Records
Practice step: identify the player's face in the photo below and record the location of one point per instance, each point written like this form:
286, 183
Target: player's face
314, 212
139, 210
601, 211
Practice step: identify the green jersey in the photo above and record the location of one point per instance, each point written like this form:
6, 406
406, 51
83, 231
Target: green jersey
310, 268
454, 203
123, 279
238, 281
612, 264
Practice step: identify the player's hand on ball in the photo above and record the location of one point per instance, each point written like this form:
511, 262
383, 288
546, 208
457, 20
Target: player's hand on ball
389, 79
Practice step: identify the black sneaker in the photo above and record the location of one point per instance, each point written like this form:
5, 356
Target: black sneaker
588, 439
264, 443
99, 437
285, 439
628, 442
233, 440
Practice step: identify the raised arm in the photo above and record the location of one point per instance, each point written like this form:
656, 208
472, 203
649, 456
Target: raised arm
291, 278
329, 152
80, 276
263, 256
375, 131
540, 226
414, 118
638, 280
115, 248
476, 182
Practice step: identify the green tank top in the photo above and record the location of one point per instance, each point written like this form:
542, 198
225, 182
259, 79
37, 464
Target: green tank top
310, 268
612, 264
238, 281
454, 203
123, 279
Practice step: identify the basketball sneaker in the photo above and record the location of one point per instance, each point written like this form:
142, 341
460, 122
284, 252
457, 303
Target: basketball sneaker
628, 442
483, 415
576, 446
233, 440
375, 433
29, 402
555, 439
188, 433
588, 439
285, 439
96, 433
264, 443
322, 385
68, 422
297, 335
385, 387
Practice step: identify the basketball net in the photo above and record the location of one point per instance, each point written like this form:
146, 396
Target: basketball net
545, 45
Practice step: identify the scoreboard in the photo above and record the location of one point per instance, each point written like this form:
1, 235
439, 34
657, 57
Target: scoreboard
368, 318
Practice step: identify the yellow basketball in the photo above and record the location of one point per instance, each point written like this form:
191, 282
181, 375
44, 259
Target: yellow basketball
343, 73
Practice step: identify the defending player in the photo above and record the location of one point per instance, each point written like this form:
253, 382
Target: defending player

Exercise details:
Put every line of the data above into a Markdown table with the columns Row and Line. Number the rows and leave out blank lines.

Task result:
| Row | Line |
|---|---|
| 1 | Practice step: identify the player's face in the photo below and record the location of one point per instance, each point written like this form: |
| 2 | 286, 183 |
| 3 | Target: player's face |
| 4 | 314, 212 |
| 5 | 139, 210 |
| 6 | 601, 211 |
| 7 | Practice step: identify the green jersey in the photo above and record the location of one point per instance, each point written like this form: |
| 8 | 6, 406 |
| 9 | 406, 51 |
| 10 | 83, 231 |
| 11 | Target: green jersey |
| 12 | 310, 268 |
| 13 | 454, 203 |
| 14 | 123, 279 |
| 15 | 238, 281 |
| 16 | 612, 264 |
| 17 | Practice step: identify the player's hand on ball in the photo above and record the location of one point per instance, each point written like this form: |
| 18 | 511, 262 |
| 19 | 383, 288 |
| 20 | 546, 208 |
| 21 | 457, 20 |
| 22 | Target: player's hand on ball |
| 23 | 389, 79 |
| 24 | Practice step: identify the black sneaker in the photo above and record the location of one point per instance, each point written like this form: |
| 25 | 5, 356 |
| 26 | Target: black sneaker |
| 27 | 588, 439 |
| 28 | 264, 443 |
| 29 | 99, 437 |
| 30 | 285, 439 |
| 31 | 628, 442 |
| 32 | 233, 440 |
| 33 | Practice step: identify the raised arm in the photo above and record the location of one point per instance, each point written like this form: |
| 34 | 656, 208 |
| 35 | 472, 203 |
| 36 | 649, 456 |
| 37 | Target: raised arm |
| 38 | 291, 278 |
| 39 | 329, 152 |
| 40 | 80, 276 |
| 41 | 263, 256 |
| 42 | 375, 131 |
| 43 | 540, 226 |
| 44 | 414, 118 |
| 45 | 638, 280 |
| 46 | 115, 248 |
| 47 | 476, 182 |
| 48 | Practice step: identify the green tank top in the photo above and record the location of one point per instance, each point written like this form: |
| 49 | 542, 198 |
| 50 | 225, 182 |
| 51 | 259, 79 |
| 52 | 37, 464 |
| 53 | Target: green tank top |
| 54 | 310, 268 |
| 55 | 612, 264 |
| 56 | 238, 281 |
| 57 | 454, 203 |
| 58 | 123, 279 |
| 59 | Practice step: identify the basketball sneaker in the photo above and record the location of one point per instance, each point written like this form: |
| 60 | 142, 341 |
| 61 | 460, 122 |
| 62 | 284, 252 |
| 63 | 457, 303 |
| 64 | Target: basketball sneaker |
| 65 | 628, 442 |
| 66 | 483, 415 |
| 67 | 576, 446 |
| 68 | 233, 440 |
| 69 | 375, 433 |
| 70 | 29, 402 |
| 71 | 555, 439 |
| 72 | 188, 433 |
| 73 | 588, 439 |
| 74 | 285, 439 |
| 75 | 96, 433 |
| 76 | 264, 443 |
| 77 | 322, 385 |
| 78 | 68, 422 |
| 79 | 297, 335 |
| 80 | 385, 387 |
| 81 | Practice step: identify the basketball net in the photo above and record the location of one point per instance, each point written like this form: |
| 82 | 146, 396 |
| 83 | Target: basketball net |
| 84 | 545, 45 |
| 85 | Practice step: identify the scoreboard in the photo above and record the location of one point per instance, each point written like this form: |
| 86 | 1, 235 |
| 87 | 439, 34 |
| 88 | 657, 57 |
| 89 | Target: scoreboard |
| 90 | 368, 318 |
| 91 | Practice step: identify the yellow basketball in the photo above and record the location of one point per instance, each point written like this form: |
| 92 | 191, 282 |
| 93 | 181, 375 |
| 94 | 44, 259 |
| 95 | Target: yellow basketball |
| 96 | 343, 73 |
| 97 | Practice step: identify the defending player in the photo above and record the location of one point per instance, each point written like this form: |
| 98 | 253, 382 |
| 99 | Target: defending player |